## Begin
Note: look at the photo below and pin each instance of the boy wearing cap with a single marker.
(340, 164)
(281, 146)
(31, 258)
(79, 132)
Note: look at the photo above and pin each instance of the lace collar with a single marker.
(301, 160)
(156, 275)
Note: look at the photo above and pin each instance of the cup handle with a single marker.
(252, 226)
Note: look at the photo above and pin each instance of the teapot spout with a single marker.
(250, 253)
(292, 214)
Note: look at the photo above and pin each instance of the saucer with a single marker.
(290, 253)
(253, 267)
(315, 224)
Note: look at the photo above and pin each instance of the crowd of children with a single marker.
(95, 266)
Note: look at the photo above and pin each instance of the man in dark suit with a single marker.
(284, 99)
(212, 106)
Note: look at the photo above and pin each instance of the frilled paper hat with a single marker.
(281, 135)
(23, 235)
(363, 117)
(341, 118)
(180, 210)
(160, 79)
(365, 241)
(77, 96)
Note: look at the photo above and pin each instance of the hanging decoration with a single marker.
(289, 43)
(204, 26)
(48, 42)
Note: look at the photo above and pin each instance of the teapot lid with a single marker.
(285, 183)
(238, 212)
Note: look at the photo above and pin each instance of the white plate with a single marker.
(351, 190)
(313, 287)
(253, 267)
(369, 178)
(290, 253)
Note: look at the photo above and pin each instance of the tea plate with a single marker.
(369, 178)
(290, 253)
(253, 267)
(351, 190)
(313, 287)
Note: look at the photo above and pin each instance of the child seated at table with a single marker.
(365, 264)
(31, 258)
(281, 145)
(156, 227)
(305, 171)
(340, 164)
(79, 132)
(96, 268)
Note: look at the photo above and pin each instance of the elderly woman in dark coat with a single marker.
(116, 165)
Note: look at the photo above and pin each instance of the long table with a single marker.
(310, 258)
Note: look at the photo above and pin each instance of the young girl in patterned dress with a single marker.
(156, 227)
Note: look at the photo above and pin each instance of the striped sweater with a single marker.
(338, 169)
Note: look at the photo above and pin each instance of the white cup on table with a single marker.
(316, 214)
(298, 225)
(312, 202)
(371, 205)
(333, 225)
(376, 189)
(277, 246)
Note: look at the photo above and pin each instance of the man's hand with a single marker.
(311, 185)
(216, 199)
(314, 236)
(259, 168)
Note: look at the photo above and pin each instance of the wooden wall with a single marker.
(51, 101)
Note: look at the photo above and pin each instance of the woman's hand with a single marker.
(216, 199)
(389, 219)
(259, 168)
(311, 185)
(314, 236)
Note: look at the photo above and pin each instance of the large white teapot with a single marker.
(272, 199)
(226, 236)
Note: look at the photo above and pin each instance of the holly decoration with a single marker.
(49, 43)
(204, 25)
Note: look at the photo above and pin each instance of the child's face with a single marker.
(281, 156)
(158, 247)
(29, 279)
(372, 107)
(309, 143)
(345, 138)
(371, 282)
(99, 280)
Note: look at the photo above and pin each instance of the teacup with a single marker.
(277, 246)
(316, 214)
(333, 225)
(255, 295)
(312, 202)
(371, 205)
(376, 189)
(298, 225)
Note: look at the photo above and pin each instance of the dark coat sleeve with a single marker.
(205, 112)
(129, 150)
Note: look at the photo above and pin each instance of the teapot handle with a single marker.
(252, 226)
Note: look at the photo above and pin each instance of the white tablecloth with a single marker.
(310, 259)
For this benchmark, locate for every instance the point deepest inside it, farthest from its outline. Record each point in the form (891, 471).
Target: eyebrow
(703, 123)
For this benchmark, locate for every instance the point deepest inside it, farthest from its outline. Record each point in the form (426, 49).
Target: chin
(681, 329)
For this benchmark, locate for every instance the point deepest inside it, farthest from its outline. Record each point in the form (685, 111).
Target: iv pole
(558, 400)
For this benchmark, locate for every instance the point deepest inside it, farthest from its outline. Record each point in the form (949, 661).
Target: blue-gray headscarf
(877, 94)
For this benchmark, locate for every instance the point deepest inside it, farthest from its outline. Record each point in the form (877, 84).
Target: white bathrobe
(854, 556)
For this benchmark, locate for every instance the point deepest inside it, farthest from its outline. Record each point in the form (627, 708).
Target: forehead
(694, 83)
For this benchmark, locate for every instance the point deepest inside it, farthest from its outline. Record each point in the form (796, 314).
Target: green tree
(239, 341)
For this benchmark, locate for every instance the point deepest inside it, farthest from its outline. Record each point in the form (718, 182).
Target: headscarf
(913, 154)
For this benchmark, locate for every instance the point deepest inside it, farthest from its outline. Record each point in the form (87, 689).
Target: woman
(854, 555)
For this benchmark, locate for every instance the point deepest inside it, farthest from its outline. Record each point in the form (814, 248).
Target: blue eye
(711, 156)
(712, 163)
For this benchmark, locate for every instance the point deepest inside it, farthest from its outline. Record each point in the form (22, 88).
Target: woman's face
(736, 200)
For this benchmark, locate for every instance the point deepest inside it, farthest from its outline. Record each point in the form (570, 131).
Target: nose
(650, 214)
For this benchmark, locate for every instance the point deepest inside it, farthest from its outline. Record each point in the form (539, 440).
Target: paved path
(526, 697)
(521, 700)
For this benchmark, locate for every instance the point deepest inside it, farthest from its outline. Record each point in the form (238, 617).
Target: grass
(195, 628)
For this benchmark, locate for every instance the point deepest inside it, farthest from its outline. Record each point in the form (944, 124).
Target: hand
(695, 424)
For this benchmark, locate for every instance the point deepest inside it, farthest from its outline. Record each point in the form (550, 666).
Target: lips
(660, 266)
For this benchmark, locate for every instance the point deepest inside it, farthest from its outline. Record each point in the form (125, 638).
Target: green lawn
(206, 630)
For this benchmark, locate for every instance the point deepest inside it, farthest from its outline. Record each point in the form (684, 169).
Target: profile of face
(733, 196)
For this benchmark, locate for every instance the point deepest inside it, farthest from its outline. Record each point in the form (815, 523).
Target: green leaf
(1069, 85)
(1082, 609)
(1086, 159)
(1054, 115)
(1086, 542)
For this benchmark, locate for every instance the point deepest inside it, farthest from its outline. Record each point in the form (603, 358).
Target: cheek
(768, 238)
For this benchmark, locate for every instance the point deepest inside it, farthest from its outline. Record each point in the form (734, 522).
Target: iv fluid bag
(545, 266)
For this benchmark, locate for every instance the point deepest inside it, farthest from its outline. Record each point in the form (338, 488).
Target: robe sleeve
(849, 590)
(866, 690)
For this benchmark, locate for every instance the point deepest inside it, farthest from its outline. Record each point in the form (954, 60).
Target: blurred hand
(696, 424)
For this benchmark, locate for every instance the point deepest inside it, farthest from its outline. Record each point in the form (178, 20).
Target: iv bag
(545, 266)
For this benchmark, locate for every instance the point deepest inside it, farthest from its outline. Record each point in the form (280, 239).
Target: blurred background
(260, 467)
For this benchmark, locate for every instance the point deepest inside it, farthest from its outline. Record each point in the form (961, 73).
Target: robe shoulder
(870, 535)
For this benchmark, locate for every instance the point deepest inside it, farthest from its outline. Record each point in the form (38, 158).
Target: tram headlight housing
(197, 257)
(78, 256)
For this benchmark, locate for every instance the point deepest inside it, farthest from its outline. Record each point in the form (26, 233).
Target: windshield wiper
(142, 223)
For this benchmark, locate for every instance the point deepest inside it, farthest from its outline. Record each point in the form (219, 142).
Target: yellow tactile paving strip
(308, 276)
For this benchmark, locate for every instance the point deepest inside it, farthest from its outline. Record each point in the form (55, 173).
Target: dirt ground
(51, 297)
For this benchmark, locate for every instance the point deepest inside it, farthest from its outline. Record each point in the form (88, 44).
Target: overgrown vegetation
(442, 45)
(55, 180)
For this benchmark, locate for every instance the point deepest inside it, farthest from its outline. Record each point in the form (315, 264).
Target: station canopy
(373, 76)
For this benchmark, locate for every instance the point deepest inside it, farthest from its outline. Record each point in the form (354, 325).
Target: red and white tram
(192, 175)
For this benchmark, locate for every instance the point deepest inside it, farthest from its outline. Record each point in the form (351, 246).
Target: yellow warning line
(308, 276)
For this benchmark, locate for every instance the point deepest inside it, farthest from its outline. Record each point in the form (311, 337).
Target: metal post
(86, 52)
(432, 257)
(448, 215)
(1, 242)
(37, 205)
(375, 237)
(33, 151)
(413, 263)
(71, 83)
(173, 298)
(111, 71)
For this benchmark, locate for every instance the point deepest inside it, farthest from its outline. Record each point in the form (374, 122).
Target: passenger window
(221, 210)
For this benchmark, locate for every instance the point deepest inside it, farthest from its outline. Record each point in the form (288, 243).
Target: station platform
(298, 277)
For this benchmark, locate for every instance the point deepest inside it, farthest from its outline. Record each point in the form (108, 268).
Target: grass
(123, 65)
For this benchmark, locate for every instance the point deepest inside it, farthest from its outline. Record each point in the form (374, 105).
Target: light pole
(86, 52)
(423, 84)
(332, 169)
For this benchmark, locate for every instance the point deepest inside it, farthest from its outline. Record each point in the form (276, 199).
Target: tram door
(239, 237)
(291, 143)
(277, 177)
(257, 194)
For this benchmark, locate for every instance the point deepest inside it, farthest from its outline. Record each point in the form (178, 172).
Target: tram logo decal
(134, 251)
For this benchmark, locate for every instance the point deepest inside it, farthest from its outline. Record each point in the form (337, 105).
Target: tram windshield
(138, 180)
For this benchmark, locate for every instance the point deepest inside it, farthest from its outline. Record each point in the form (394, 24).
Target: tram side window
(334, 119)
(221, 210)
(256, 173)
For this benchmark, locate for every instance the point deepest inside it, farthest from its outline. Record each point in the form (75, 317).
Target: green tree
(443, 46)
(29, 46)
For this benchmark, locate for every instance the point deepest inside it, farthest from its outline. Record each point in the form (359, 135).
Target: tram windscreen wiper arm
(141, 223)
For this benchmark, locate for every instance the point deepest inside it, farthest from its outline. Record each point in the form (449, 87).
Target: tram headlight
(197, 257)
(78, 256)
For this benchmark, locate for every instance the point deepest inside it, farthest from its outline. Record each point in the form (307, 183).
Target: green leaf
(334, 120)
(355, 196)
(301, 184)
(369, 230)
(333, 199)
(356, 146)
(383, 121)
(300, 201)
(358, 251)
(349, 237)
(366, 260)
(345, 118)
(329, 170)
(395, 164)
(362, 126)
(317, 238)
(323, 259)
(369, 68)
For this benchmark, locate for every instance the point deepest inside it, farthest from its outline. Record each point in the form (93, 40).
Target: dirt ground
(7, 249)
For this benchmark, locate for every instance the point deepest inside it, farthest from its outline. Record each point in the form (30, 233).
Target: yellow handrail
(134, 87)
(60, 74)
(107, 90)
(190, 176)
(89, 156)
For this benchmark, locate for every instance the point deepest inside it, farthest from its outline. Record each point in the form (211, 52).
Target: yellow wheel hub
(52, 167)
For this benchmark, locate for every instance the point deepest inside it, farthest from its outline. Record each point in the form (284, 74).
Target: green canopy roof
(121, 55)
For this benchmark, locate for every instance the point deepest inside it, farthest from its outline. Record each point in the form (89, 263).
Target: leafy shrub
## End
» **What is required**:
Starting at the line that contains "form (30, 233).", output each remaining line of the listing, the last line included, exactly as it appears.

» **Written solution**:
For this benchmark, locate for every instance the point deepest inside it, farthest from its outline. Record each point in the form (30, 233).
Target: yellow handrail
(134, 87)
(60, 74)
(107, 90)
(190, 176)
(89, 156)
For this benchmark, locate for every instance the point deepest inside it, farthest from its outline. Record each point in the form (211, 52).
Target: yellow wheel hub
(52, 167)
For this benchmark, locate for every instance the point deepest inside it, farthest from its outline. Record each point in the form (284, 74).
Target: green canopy roof
(121, 55)
For this benchmark, locate for every instance the point deepest inside it, farthest from its outline. Record each point in the form (89, 263).
Target: leafy shrub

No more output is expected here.